** ABOUT THIS EXERCISE **
Produce an exact copy of the data below.
━━━━━━━━━━
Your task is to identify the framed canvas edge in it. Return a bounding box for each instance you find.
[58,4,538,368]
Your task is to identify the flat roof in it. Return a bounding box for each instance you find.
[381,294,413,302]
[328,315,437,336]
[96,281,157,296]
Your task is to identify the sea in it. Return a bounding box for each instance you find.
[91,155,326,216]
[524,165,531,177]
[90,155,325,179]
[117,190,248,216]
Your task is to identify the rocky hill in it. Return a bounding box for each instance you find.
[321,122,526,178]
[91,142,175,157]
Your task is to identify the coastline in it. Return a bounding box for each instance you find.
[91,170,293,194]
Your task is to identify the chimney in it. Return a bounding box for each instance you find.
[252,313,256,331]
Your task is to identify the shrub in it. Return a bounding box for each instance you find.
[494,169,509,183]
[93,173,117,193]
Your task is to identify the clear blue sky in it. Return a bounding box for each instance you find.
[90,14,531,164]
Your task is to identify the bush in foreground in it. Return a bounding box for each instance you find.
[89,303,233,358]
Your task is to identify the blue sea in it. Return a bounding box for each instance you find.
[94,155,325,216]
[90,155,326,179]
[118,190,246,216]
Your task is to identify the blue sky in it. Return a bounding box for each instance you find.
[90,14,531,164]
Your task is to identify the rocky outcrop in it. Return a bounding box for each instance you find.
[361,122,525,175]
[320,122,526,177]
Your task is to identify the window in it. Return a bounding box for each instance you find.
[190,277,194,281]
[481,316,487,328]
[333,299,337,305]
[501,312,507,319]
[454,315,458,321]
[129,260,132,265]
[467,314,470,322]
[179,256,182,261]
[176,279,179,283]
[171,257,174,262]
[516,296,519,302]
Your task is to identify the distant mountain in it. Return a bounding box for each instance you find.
━━━━━━━━━━
** ANSWER SPACE **
Your task is to identify the framed canvas edge in it. Return a bounding box for each instance you find.
[58,4,538,368]
Your task is to identify the flat roof in it. Return a bounding box for each instance you find.
[381,294,413,302]
[328,315,437,336]
[96,281,157,296]
Your task is to identify the sea in it. Return a bounding box for each instance you find.
[91,155,326,216]
[524,165,531,177]
[90,155,325,179]
[117,190,248,216]
Your task is to identify the rocky hill in it. Return a bounding box for each instance you find.
[321,122,526,178]
[91,142,175,157]
Your task is to identify the coastline in it. Return a bounding box for each instance you find.
[91,170,293,194]
Your task is to identify the chimney in it. Return a bounding box for each instance you find.
[252,313,256,331]
Your task is to identify the shrub in it. Return a bounding box for each instance you find.
[494,169,509,183]
[93,173,117,193]
Your task is to identify the clear blue sky in it. Return a bounding box for each instance you find.
[90,14,531,164]
Your task is to identify the bush in foreground in it. Return a bounding box for each instance you find.
[89,303,233,358]
Your task is to identify the blue sea in it. Return a bounding box for each instance you find.
[94,155,325,216]
[90,155,326,179]
[118,190,246,216]
Your task is to identify the blue sky in it. Return a bounding box for each instance you find.
[90,14,531,164]
Your task is to identify the rocky outcrop in it. Return a bounding box for each instance you find.
[361,122,525,175]
[320,122,526,177]
Your task is to identify the window in it. Return a bounding box for each instance you find.
[190,277,194,281]
[481,316,487,328]
[333,299,337,305]
[501,312,507,319]
[454,315,458,321]
[129,260,132,265]
[467,314,470,322]
[179,256,182,261]
[176,279,179,283]
[171,257,174,262]
[516,296,519,302]
Your task is to identify the distant mountain in it. Return a bounding box for each instance you find.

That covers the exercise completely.